— Begin TASK INPUT —
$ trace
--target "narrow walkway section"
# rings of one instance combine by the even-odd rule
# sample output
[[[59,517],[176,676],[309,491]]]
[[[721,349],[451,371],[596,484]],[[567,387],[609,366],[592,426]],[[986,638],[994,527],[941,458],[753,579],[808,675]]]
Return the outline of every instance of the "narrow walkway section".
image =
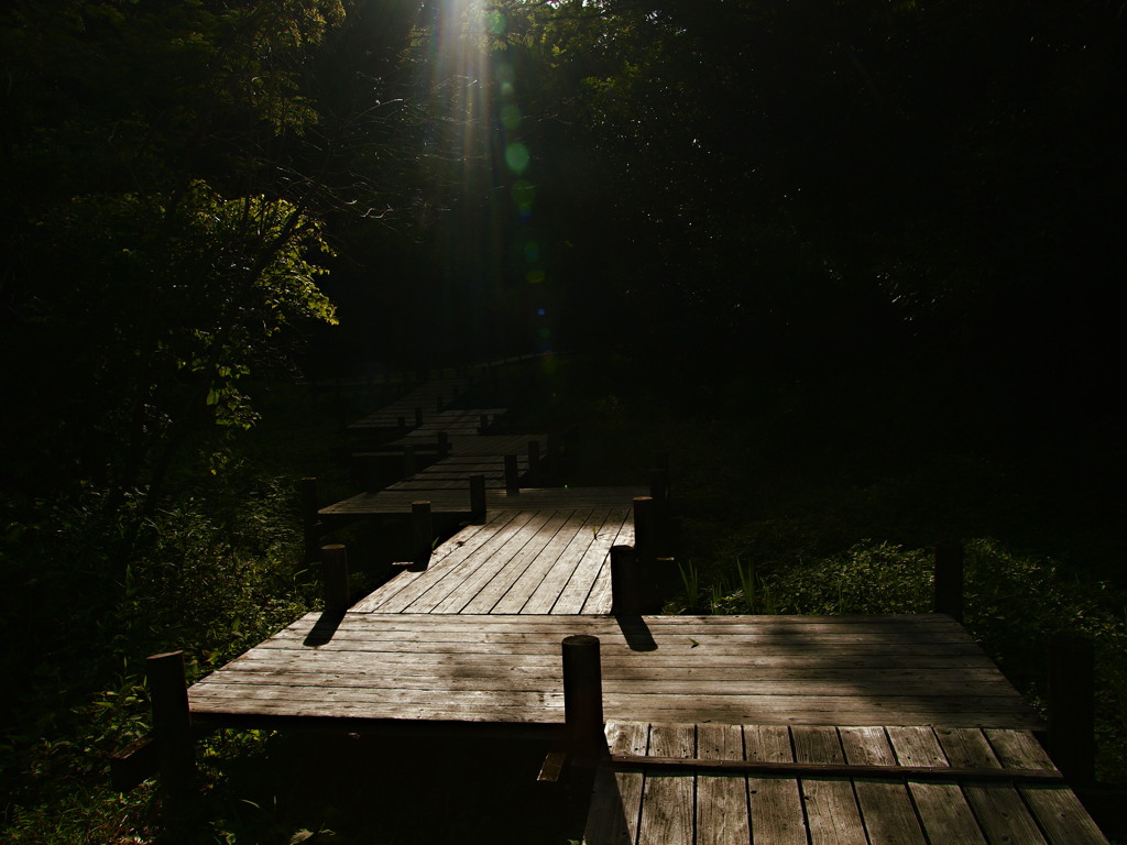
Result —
— End TASK INPUT —
**THE REQUEST**
Locate every line in the listing above that contains the string "section" with matching case and copy those lines out in full.

**RESULT FOR THIS TASK**
--target "narrow walkway section"
Return the outline of every instance of the "narrow walkway section".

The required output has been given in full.